◆ **DOCUMENT TEXT**:
··········

Andreas K. Foerster wrote:
Okay, you might say it is a misuse to use a "string" for UTF-8. But if the textfile is in UTF-8 and the display nterprets UTF-8, why should I not just make use of that? Why should I make things more complicated as they are?
It's not necessarily more complicated, if the compiler or runtime does the necessary conversions. In fact, it gets easier as soon as you use "Length", "Pos/SubStr", etc. as they just work as expected.
The GNU coding standards, section 4.1 states:
| The GNU Project regards standards published by other organizations as | suggestions, not orders. We consider those standards, but we do not obey | them. In developing a GNU program, you should implement an outside | standard's specifications when that makes the GNU system better overall | in an objective sense. When it doesn't, you shouldn't.
That applies to the GNU project in general, but one of GPC's stated goals (as stated in the first chapter of the manual) is to implement Pascal according to the standards. (But in this case, as I said, it should also make things easier for the programmer, once implemented properly.)
Yes, I just showed you a part of my code. I also use a special type for unicode characters.
type Unicode = Cardinal; { Large integer value - at least 3 Bytes }
It would probably be similar when built-in (in the future), except that we'd probably use a subrange (0 to $10ffff), so e.g. sets of such a type would be, though still large, at least realistically possible (even if we do not implement sparse sets, which would be another major project of doubtful merit). And, of course, it would then be a Char type, not an integer type.
type UnicodeString = record Length: integer; content: array[1..MaxCharsPerLine] of Unicode end;
I fill this string with the UTF-8 decoder, I showed you in my last mail.
Because this UnicodeString takes a lot of space, I only have one line at once in the memory.
Just make it a schema type with "MaxCharsPerLine" as the discriminant. This way you can allocate them as big or small as required. This type is then almost like the EP string type. (And if we build it in in the future, of course, EP strings will be like this automatically, and the string built-ins will just work with it.)
I didn't think plain ncurses supports multibyte chars (think of counting chars for cursor position etc.), but if you know better, just do it (or describe what needs to be changed) ...
Well, I'm not sure. Is it actually counting chars to get the cursor position? If yes, then it's really a problem.
Sure. I mean, if you output (via CRT or ncurses) a string, and then want to retrieve the cursor position, ncurses has to find out this position. OK, it could request it from the terminal (not all terminals support that, but perhaps all that support UTF-8 do). But then imagine you're doing this in a subwindow. ncurses could set the subwindow on the terminal side (if supported), but that would be inefficient if changed often (many escape sequences to send), and have other disadvantages (suppose, you abort or suspend such a program while in a subwindow, then the shell would be restricted to the subwindow as well, until you do "reset"). Or ncurses could try to retrieve the cursor position after each character output from the terminal to know when to line-wrap (again, many escape sequences to send and data to receive).
It gets worse. ncurses can redraw windows (particularly important for overlapping windows (panels)), so it needs to know which character is where. And there are problems if you output an incomplete UTF-8 sequence, it may leave the terminal in a confused state, or mess up a subsequent escape sequence ncurses needs to send, etc. That's why (AFAIK) ncursesw doesn't use UTF-8 in its interface but a "wide char" type, like your "Unicode" type above, so there can't be incomplete UTF-8 sequences exchanged between ncurses and the application.
Again, I really think such a "wide" type is easiest for processing (unless you really need to keep huge amounts of text in memory, so space becomes a concern), while UTF-8 is good for storage and I/O (network, terminal, ...). But converting between UTF-8 and "wide chars" is relatively easy, and when done at the right places, is all that's required, instead of specialized versions of all string processing routines. Treating UTF-8 like an 8 bit char type seems to work well in simpler cases, but gets increasingly difficult and error-prone as requirements grow. (With error-prone I mean that problems due to invalid/incomplete UTF-8 sequences can show up in many places in a program or lead to unexpected behaviour (if the program implicitly relies on their validity), while with a "wide" type, such errors are limited to the conversions, i.e. typically input (file, network, terminal, ...) operations.)
Frank

··········

◆ **DATA BLOCK**:
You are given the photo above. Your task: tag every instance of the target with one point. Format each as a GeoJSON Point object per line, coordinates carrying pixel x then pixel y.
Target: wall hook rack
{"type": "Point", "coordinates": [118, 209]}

··········

◆ **EXERCISE REQUIREMENTS**:
Answer these questions from the thread about UTF-8 strings in Pascal:
1. Which section of the GNU coding standards does the thread quote?
2. What subrange would a built-in Unicode character type probably use?
3. What does ncursesw use in its interface instead of UTF-8?

◆ **ANSWER FOR THIS EXERCISE**:
1. Section 4.1.
2. 0 to $10ffff.
3. A "wide char" type.